Stored records:

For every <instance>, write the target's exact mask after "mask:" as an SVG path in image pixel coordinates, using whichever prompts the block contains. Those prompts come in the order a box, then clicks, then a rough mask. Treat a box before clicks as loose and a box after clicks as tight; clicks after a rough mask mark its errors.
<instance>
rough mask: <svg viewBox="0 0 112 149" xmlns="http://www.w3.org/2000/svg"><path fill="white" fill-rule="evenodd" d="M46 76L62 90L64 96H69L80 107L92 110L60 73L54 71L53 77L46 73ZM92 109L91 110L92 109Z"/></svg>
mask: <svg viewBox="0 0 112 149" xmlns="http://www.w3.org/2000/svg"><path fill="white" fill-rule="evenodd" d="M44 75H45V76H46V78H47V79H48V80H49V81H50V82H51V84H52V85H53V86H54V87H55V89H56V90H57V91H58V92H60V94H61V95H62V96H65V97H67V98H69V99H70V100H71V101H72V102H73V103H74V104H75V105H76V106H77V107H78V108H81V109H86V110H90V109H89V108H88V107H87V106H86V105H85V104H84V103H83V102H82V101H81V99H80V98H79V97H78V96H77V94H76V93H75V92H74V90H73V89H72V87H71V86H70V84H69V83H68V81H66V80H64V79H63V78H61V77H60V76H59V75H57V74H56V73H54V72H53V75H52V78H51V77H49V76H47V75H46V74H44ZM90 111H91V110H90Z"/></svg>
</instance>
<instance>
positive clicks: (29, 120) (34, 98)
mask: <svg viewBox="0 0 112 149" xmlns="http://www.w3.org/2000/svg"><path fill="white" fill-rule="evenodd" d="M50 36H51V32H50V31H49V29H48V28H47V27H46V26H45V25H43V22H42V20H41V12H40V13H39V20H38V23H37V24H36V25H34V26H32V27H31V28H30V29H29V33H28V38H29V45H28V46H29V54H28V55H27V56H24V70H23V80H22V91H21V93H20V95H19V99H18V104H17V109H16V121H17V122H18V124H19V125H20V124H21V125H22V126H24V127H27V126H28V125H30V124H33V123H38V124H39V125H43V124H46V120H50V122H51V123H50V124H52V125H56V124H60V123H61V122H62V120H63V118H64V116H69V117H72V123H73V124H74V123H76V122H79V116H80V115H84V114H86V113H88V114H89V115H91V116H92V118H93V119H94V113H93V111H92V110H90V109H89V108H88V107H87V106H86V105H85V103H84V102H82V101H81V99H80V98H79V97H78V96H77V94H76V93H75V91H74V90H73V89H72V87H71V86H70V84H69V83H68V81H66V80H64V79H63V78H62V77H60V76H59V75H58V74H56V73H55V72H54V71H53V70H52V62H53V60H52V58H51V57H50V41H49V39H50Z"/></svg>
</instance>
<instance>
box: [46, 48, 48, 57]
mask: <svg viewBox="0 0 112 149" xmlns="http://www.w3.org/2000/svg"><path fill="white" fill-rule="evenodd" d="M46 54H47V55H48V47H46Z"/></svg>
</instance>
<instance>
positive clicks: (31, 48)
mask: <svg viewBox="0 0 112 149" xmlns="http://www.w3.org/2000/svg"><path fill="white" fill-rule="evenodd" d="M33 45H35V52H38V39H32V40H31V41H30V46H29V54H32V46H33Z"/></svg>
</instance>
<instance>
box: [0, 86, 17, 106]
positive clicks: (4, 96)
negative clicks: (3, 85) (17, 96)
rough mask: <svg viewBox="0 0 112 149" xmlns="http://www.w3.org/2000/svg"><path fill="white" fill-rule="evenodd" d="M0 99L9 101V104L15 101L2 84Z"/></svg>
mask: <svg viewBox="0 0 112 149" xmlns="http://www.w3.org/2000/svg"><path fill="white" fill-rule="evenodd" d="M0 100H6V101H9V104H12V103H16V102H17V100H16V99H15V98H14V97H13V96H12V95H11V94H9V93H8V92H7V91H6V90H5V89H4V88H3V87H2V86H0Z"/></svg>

▸ Directive: Update the rows from the first line up to and including the line that contains "76L62 90L64 96H69L80", replacing "rough mask" with "coarse mask" and leaving all else unchanged.

▸ Answer:
For every <instance>, write the target's exact mask after "mask:" as an SVG path in image pixel coordinates, using whichever prompts the block contains. Those prompts come in the order a box, then clicks, then a coarse mask. Treat a box before clicks as loose and a box after clicks as tight; clicks after a coarse mask mark its errors.
<instance>
coarse mask: <svg viewBox="0 0 112 149" xmlns="http://www.w3.org/2000/svg"><path fill="white" fill-rule="evenodd" d="M46 76L62 90L64 96H69L80 107L92 110L60 73L54 71L53 77L46 73ZM92 109L91 110L92 109Z"/></svg>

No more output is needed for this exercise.